* EXCERPT PROVIDED:
This article seeks to clarify some of the points and misconceptions concerning two important social indicators – unemployment and poverty – mentioned in the article “Paranoid gov’t. seeing communists in media,” which came out in the Postscript column of Mr. Federico D. Pascual, Jr. in the 24 August 2006 issue of the Philippine Star
Mr. Pascual’s statement
“The NEDA under Neri has revised statistical methods and definitions to come up with better social indicators and make them affirm the claimed economic growth.
“By simply changing the definition of joblessness, and not by job creation, Neri was able to reduce the unemployment rate to 8.2 percent in April…
“Using its revised definition, government pegs the national average poverty threshold per day at only P33.72, which means that a Filipino who earns this much daily is already considered non-poor. This has allowed the Arroyo government to claim that it has lowered poverty incidence from 33 percent of the population in 2000 to 30 percent now.”
A. On the revision of official statistics
- We would like to stress that the revision of official statistics, whether in terms of concepts, definitions, or methodologies, is a standard practice recognized and appreciated by the international statistical community. Dr. Romulo A, Virola, the NSCB Secretary General, has in fact provided at least five reasons why this is necessary in his 12 September 2005 “Statistically Speaking” article in the NSCB web site. These include the following:
(a) Official statistics are oftentimes released based on incomplete data from surveys and administrative reports and hence, have to be revised as soon as supplementary data become available.
(b) Official statistics is an evolving science that must adapt to emerging concepts, definitions, and classifications, and changes in existing ones.
(c) Improvements in statistical methodologies and the need of researchers and econometric modelers for comparable, consistent and long data series require the statistical offices to revise past estimates computed using old methodologies.
(d) Revisions are inherent in some statistical tools.
(e) Revisions are sometimes necessary to correct for human errors in official statistics.
B. On the revised definition of unemployment
- The issue on the revised definition of unemployment has been discussed in detail in another “For the Record” article, which was released in response to a news feature that came out in the Daily Tribune.

* DATA PROVIDED:

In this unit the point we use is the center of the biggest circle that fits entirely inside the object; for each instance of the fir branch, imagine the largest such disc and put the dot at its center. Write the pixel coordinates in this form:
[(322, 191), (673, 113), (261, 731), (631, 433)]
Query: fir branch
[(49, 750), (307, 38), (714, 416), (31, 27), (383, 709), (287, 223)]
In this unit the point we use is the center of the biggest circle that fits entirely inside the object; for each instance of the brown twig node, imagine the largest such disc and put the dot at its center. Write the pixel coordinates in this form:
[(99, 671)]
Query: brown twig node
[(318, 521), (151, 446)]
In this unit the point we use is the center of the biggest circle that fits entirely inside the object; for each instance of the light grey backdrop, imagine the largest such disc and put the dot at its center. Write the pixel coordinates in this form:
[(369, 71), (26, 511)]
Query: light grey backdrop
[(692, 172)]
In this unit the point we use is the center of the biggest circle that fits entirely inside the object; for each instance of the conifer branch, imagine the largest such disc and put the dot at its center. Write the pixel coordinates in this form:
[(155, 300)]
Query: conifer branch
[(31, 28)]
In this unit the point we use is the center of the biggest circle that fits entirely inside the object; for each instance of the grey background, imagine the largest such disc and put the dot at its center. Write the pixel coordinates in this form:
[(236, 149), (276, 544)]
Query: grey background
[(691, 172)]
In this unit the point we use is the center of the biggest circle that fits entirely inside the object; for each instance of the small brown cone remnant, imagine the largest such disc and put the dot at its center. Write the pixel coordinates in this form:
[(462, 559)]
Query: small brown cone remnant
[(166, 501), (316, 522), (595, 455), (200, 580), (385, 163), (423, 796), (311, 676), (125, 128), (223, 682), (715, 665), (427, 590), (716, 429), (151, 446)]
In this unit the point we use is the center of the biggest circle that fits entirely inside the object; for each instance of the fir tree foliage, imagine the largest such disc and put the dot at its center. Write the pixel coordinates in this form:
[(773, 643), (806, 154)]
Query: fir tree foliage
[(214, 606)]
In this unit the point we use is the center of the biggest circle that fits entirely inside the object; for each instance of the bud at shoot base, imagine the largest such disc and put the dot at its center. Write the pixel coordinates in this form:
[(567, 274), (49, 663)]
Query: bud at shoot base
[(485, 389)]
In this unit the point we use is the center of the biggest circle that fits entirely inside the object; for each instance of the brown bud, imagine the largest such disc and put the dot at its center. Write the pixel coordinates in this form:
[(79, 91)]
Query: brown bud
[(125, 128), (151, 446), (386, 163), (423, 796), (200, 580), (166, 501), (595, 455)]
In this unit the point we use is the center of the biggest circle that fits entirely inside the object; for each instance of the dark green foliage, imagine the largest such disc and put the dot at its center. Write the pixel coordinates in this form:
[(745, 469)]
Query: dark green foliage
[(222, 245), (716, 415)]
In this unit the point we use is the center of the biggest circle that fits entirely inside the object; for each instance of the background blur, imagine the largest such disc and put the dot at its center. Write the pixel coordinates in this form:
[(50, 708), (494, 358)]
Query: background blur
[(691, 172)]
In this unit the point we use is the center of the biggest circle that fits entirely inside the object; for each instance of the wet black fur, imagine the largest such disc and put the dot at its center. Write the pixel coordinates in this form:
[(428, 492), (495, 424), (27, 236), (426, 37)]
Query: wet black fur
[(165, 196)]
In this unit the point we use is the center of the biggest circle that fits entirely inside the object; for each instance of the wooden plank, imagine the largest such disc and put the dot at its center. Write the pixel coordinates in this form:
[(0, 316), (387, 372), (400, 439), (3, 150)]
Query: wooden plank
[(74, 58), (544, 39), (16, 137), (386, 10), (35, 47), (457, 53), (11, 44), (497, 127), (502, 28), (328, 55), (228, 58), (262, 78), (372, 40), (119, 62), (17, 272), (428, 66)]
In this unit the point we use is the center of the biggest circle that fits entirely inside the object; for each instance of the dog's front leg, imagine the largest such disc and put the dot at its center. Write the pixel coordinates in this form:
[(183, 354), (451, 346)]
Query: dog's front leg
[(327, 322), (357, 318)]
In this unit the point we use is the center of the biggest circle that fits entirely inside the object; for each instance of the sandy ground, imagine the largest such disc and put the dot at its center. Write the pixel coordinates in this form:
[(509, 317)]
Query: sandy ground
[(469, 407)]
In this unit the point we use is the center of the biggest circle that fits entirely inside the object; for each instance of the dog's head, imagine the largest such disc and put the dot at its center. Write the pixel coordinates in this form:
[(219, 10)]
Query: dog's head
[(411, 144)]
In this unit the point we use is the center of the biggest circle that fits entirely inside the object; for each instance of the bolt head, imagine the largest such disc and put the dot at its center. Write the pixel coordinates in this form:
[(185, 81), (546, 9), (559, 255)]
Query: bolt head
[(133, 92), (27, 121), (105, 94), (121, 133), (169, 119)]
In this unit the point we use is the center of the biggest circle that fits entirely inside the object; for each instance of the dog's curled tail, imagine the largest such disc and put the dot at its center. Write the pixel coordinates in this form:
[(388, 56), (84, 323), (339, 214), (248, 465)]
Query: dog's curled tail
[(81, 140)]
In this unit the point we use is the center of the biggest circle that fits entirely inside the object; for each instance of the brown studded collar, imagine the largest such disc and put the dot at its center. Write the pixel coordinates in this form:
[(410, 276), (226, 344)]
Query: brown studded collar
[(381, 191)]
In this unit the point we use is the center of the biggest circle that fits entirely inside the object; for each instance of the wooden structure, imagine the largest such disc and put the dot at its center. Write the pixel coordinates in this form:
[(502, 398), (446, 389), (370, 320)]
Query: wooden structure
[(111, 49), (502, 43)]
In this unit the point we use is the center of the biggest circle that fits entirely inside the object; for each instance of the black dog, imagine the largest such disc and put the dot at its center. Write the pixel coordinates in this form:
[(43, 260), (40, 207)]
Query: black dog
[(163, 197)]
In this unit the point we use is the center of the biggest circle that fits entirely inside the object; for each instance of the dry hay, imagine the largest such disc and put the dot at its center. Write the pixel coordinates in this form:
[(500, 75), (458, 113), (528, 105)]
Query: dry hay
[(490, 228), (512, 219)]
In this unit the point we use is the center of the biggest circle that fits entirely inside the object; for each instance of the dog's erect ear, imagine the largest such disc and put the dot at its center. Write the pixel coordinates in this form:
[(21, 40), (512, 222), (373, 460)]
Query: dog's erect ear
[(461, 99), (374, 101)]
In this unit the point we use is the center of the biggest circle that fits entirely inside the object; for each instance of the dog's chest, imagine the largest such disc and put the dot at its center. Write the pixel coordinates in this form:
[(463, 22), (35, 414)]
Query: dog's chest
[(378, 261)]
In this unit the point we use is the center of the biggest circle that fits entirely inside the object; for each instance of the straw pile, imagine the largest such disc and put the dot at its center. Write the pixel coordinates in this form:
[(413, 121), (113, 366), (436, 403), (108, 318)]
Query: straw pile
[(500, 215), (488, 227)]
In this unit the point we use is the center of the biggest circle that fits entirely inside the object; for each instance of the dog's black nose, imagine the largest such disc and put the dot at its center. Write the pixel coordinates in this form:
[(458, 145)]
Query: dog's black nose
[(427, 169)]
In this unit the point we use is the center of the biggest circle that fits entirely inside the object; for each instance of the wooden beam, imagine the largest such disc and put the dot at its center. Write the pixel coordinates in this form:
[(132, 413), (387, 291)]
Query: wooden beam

* EXERCISE BRIEF: Pick up the article on unemployment and poverty statistics after its last sentence and carry it forward.

* TASK RESULT:
C. On the revised methodology for poverty estimation
- Based on Executive Order No. 232 on the System of Designated Statistics, the NSCB is mandated to generate the official poverty statistics for the country. For this purpose, the NSCB initially used a menu-based methodology following the basic needs approach to come up with national and regional poverty estimates with urban and rural disaggegation.
- Since the release of the first set of official poverty statistics for 1985, the official poverty estimation methodology has so far undergone two major revisions. The first was in 1992 when the NSCB adopted a revised methodology as a result of the efforts of the Philippine Statistical System (PSS) to improve the measurement of poverty in the country. The main difference between the 1985 and the 1992 methodologies was on the non-food component of the poverty threshold. Under the 1992 methodology, non-food items previously included in the estimation of the threshold, but were later found to be non-basic, were excluded from the computation. These include alcoholic beverages, tobacco, recreation, durable furniture and equipment, and miscellaneous expenditures. The 1992 methodology was used to produce back estimates for 1985 and 1988, and to generate poverty statistics for 1991, 1994, and 1997.
- The second major revision was in 2003 when the use of provincial prices was introduced to allow for the estimation of provincial poverty statistics. This new methodology, which adopted the old region-based menus but costed out using provincial prices, was approved by the NSCB Executive Board through NSCB Resolution No. 1, Series of 2003 issued on 15 January 2003. The NSCB used this methodology to come up with the first set of official provincial poverty estimates covering the years 1997 and 2000, and subsequently, for the 2003 preliminary and final poverty estimates, which were released on 24 January 2005 and on 6 June 2006, respectively.
- While the 2003 basic methodology has been maintained, refinements in estimation procedures are introduced whenever necessary in order to improve the accuracy and reliability of the official poverty statistics being released by the NSCB and in response to improvement activities being done by the PSS. Following the usual practice for the revision of statistics, proposed refinements are rigorously discussed in a series of meetings of the NSCB Technical Staff and the Technical Committee on Poverty Statistics (TC-PovStat)1 and in users and producers’ forums, and are presented to the NSCB Executive Board for approval.
- The refinements adopted for the 2003 final poverty estimates and back estimates for 2000 were approved through NSCB Resolutions No. 05-2005 and 11-2006. The results of the computational exercises conducted by the NSCB Technical Staff concerning these refinements, as presented to the TC-PovStat on 5 May 2006 and to the Board on 22 May, indicated that they had minimal effects on the poverty incidence estimates.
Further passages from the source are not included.